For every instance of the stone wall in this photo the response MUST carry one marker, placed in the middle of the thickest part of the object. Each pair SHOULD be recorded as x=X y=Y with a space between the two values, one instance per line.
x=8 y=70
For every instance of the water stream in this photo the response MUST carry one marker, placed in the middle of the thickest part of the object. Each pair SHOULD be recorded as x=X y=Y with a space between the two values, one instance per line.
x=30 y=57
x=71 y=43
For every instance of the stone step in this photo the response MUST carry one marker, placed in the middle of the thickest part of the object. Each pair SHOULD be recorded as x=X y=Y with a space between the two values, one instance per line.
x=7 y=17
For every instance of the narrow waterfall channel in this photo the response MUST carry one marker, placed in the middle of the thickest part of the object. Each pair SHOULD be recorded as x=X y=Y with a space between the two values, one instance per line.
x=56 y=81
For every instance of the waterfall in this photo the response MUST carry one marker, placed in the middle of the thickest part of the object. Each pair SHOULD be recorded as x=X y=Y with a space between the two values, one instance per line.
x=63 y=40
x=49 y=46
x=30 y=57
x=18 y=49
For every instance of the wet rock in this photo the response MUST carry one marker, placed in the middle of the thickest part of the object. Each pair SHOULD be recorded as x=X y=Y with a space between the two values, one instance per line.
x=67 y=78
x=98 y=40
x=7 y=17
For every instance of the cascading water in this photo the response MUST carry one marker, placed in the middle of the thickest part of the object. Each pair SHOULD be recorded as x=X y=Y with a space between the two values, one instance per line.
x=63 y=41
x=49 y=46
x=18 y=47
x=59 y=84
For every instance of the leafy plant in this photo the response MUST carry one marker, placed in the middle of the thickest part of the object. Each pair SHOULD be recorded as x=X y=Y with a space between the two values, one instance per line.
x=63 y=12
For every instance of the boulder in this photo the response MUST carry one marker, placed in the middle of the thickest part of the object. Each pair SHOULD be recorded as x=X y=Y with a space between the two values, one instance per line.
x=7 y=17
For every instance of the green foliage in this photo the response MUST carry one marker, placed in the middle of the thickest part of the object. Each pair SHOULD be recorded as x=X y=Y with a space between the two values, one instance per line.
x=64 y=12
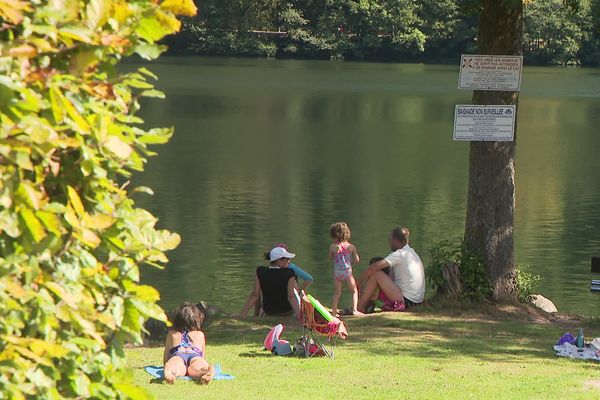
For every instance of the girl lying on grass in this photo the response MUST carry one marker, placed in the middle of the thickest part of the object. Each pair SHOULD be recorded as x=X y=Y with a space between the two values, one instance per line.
x=185 y=346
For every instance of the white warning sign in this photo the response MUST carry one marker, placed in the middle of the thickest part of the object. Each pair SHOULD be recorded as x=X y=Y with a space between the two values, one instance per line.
x=484 y=123
x=486 y=72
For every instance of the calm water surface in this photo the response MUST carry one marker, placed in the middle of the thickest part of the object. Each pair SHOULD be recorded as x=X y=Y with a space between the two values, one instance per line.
x=271 y=150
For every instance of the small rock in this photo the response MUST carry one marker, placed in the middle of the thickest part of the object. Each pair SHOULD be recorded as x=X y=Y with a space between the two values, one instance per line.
x=543 y=303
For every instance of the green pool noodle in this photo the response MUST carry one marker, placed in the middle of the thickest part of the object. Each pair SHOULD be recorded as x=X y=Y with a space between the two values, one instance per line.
x=319 y=307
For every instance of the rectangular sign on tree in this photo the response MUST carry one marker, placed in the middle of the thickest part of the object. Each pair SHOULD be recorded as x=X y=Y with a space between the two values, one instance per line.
x=490 y=72
x=484 y=123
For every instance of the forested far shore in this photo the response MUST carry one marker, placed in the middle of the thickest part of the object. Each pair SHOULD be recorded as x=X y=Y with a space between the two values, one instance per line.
x=390 y=30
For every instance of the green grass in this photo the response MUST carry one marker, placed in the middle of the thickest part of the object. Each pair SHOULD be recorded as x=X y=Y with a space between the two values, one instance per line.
x=451 y=353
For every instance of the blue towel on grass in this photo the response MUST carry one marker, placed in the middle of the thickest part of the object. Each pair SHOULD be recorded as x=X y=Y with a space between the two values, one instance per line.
x=159 y=373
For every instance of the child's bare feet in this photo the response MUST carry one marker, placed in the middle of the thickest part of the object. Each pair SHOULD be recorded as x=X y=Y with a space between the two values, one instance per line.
x=170 y=376
x=209 y=375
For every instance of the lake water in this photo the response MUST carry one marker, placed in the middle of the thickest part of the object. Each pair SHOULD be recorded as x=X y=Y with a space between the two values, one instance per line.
x=268 y=151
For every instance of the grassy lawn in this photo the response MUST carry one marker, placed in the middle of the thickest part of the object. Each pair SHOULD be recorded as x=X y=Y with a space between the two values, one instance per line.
x=491 y=352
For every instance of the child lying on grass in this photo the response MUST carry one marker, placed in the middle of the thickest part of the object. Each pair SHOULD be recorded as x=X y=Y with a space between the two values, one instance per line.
x=185 y=346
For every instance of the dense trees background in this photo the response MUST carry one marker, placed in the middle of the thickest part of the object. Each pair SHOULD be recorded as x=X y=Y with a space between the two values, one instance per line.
x=425 y=30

▶ [To do] Repeat the rows above word for word, from the line with "For every instance of the small" to the line with "x=319 y=307", including both of those lines and nothing else.

▶ [Exercise response]
For every instance of the small rock in this photo the response MUST carry one marker, placed in the middle of the thickest part of the object. Each pair SHOULD be recorded as x=X y=Y with a space between the two values, one instance per line.
x=543 y=303
For every instance of the green pool noodle in this photo the response MUST carry one marker, placed in the middle of the thickest part of the object. Each pair SHOULD be recorded as x=X y=Y with a space between the two values, one instance per line.
x=319 y=307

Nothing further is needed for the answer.